Put every one of the rows below into a numbered list, leaving out any blank lines.

[Excerpt from a data file]
··········

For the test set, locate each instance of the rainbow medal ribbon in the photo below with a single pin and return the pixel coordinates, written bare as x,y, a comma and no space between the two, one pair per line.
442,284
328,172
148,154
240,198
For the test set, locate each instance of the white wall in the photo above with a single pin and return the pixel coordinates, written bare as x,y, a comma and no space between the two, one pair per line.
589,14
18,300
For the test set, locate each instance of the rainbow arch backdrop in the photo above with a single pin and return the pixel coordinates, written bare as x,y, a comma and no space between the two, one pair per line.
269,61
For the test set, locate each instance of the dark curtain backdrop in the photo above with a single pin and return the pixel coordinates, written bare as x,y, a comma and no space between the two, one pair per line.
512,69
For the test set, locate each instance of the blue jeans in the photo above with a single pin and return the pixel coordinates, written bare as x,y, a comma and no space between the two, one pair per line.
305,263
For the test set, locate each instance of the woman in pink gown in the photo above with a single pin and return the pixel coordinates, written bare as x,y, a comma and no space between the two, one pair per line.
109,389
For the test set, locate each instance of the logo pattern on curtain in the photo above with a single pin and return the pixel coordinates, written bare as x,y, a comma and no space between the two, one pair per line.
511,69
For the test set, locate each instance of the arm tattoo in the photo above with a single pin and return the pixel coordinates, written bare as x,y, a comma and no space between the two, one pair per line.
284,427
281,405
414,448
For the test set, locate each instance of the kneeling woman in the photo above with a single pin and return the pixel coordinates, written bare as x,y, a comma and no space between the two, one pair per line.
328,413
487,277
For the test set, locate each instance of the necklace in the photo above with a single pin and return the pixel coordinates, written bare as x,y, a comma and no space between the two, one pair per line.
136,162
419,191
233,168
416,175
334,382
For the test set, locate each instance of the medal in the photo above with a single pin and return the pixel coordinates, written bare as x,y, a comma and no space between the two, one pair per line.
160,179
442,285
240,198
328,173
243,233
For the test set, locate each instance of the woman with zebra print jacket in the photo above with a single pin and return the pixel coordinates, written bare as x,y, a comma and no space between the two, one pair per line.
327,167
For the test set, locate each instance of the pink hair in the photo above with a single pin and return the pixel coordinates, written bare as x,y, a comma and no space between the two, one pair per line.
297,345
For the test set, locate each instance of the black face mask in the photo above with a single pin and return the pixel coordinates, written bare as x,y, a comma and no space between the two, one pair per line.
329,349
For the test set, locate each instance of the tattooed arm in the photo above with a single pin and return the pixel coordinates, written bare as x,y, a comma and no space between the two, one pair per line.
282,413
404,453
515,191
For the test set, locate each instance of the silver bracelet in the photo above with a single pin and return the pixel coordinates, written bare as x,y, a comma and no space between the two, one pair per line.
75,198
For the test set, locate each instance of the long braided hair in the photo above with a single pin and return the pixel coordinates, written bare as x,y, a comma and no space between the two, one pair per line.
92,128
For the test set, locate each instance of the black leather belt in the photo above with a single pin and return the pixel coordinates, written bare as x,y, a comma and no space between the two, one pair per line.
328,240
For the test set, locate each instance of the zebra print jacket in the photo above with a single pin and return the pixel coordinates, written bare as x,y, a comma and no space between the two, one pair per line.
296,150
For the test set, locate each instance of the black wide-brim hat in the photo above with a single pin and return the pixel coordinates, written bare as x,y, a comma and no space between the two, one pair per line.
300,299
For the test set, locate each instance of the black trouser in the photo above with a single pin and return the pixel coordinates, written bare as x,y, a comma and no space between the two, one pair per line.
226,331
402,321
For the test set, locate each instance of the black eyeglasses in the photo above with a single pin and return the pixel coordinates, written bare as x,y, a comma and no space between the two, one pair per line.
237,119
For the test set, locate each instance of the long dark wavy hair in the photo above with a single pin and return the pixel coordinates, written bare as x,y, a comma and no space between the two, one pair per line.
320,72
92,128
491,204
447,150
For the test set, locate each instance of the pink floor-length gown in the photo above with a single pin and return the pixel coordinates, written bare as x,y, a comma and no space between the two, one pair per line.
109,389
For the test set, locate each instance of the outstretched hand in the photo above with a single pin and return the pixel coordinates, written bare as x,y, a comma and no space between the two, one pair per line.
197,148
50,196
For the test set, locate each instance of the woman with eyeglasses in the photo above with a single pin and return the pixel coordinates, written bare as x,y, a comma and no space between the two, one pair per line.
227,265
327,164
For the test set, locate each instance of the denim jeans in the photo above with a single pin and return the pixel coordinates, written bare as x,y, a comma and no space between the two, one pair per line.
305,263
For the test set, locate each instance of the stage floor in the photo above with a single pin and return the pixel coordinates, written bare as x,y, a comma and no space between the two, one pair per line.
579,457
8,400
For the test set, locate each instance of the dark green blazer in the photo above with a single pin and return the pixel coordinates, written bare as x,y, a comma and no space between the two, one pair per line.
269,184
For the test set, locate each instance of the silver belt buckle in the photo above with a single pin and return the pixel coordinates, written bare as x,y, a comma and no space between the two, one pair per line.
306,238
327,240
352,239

··········

*FULL SOLUTION:*
1. For the test set, locate each instance of the rainbow medal ribbon in the photo below with a single pin and return the pixel coordinates, written bare as x,y, a comma and no space between the two, one pair per line.
2. 442,284
3. 328,172
4. 148,154
5. 240,198
6. For the test set, locate each instance of the white wall in the photo above with a single pin and return the pixel coordinates, written bare as x,y, a comma and no space between the two, one pair per line.
7. 589,14
8. 18,300
9. For the test set, locate each instance of the rainbow arch backdrop in the photo above with a single pin and return the pixel coordinates, written bare as x,y, a comma and no space between the two, one pair per line.
10. 269,61
11. For the test set, locate each instance of the dark curtain backdrop in the photo above with a single pin and return the pixel coordinates, written bare as x,y, a comma and no space between the two, one pair per line.
12. 512,69
13. For the test set, locate each instance of the blue jeans in the photo above with a single pin and return the pixel coordinates, written bare as x,y, a comma and no space between the two, one pair per line.
14. 305,263
15. For the test set, locate each instance of the woman in pink gown in the photo above with a single pin and return the pixel coordinates, written bare as x,y, a comma and no space between the two, one pair per line.
16. 109,389
17. For the test set, locate each instance of the logo pattern on curtain in the photo above with a single pin and return the pixel coordinates, written bare as x,y, a comma and no space between the two, one pair per line.
18. 511,69
19. For the test set, locate each instance of the arm tattoo in the photo above with a single pin and return the pixel coordinates, written bare as x,y, a comma and no space between the two, one pair per line.
20. 284,427
21. 281,405
22. 414,448
23. For the test set, locate each instance of the kneeling woman in the photo above with a single pin and return the pixel coordinates, written bare as x,y, a comma and no space between the two, one pair per line.
24. 328,413
25. 487,277
26. For the test set, locate each instance of the necklace in the photo above with a single pin and return the pixel coordinates, written bare as x,y, a comma and no space between the two, one pair per line.
27. 136,162
28. 419,191
29. 233,168
30. 416,175
31. 334,382
32. For the test set, locate each instance of the medal in the photo above with a single pin and return the pixel coordinates, written bare as x,y, a comma and no space between the two, one pair per line.
33. 160,179
34. 442,285
35. 240,198
36. 328,173
37. 243,233
38. For the test set, locate each instance of the woman with zebra print jacket in the photo above with a single pin and return the pixel coordinates, written bare as x,y, a comma and no space between the two, one pair per line.
39. 327,167
40. For the test set, locate each instance of the pink hair in the photo above with a single pin and return the pixel coordinates, written bare as x,y, a comma and no space between the two, one pair per line.
41. 297,345
42. For the test set, locate each instance of the black face mask in the photo above with a single pin and return the pixel coordinates, written bare as x,y, a comma and no space between the two, one pair per line.
43. 329,349
44. For the test set, locate each instance of the tattooed arm in the photo above with a single pin and return the pixel coordinates, written bare as x,y, a comma and no space between the two, one pair per line.
45. 282,413
46. 404,453
47. 515,191
48. For the test set, locate each instance of the silver bracelet in the photo above with a single pin and return the pixel coordinates, written bare as x,y, a comma and no space between the two, one pair per line.
49. 75,198
50. For the test set, locate each instance of the long braided hair in the photo above with a single pin and return the pixel coordinates, written bare as x,y, a comma and no space between the two, one pair per line.
51. 92,128
52. For the test set, locate each instance of the black leather belt in the photo above with a single pin and return the pixel coordinates, written bare as x,y, a comma and no space between the two, one pair per line.
53. 328,240
54. For the test set, locate each instance of the zebra print jacket in the photo above with a single pin and return the pixel coordinates, written bare as x,y, a comma and no space between the two, one pair per line.
55. 296,150
56. For the test set, locate each instance of the black wide-brim hat in the photo above with a single pin and return the pixel coordinates, written bare as x,y, a comma and no space between the two, one pair per line.
57. 300,299
58. For the test set, locate each instance of the black trouser in the photo above with a single pin and return the pixel coordinates, written bare as x,y, a comma and no space between the two, one pair per line.
59. 226,331
60. 402,321
61. For the test set, locate each instance of the black eyeglasses in the photo above with a single pin and return the pixel coordinates, written bare as x,y, a comma and no space between the two, one pair per line.
62. 237,119
63. For the test set, locate each instance of the long dark wavy hair in the photo above with a single pin and return the pixel coordinates, written bare as x,y, a comma and no space between the two, one pair per line.
64. 320,72
65. 92,128
66. 491,204
67. 447,150
68. For the test set, locate each instance of the pink floor-length gown in the photo above with a single pin and return the pixel coordinates, written bare as x,y, a comma and no space between the two, one pair per line.
69. 109,389
70. For the test set, locate each instance of the outstretched hand in the photo above with a single pin and return the pixel coordinates, written bare as x,y, a comma and no space between the two, one pair per line.
71. 197,148
72. 50,196
73. For the test set, locate each instance of the woman with eyeglasses in the photo above with a single pin and return the pixel coordinates, written bare as x,y, a comma and no space between the two, one pair per line.
74. 227,265
75. 327,164
76. For the test set, locate each instance of the denim jeans in the photo above with a single pin and return the pixel coordinates, written bare as x,y, a comma and no space between the two, one pair per line.
77. 305,263
78. For the test set, locate each instance of the stage floor in the photo above with a single pin and return the pixel coordinates, written bare as x,y, a comma and no space between the two, one pair per line.
79. 579,457
80. 8,400
81. For the test set, locate each instance of the dark green blazer in the photo above with a single pin and return the pixel coordinates, written bare as x,y, a comma and no space between the two, one pair per line.
82. 269,184
83. For the test set, locate each instance of the silver belt buckle in the photo above with a single pin and return the pixel coordinates, written bare as x,y, a comma and no space between the two, one pair per line.
84. 306,238
85. 327,240
86. 352,239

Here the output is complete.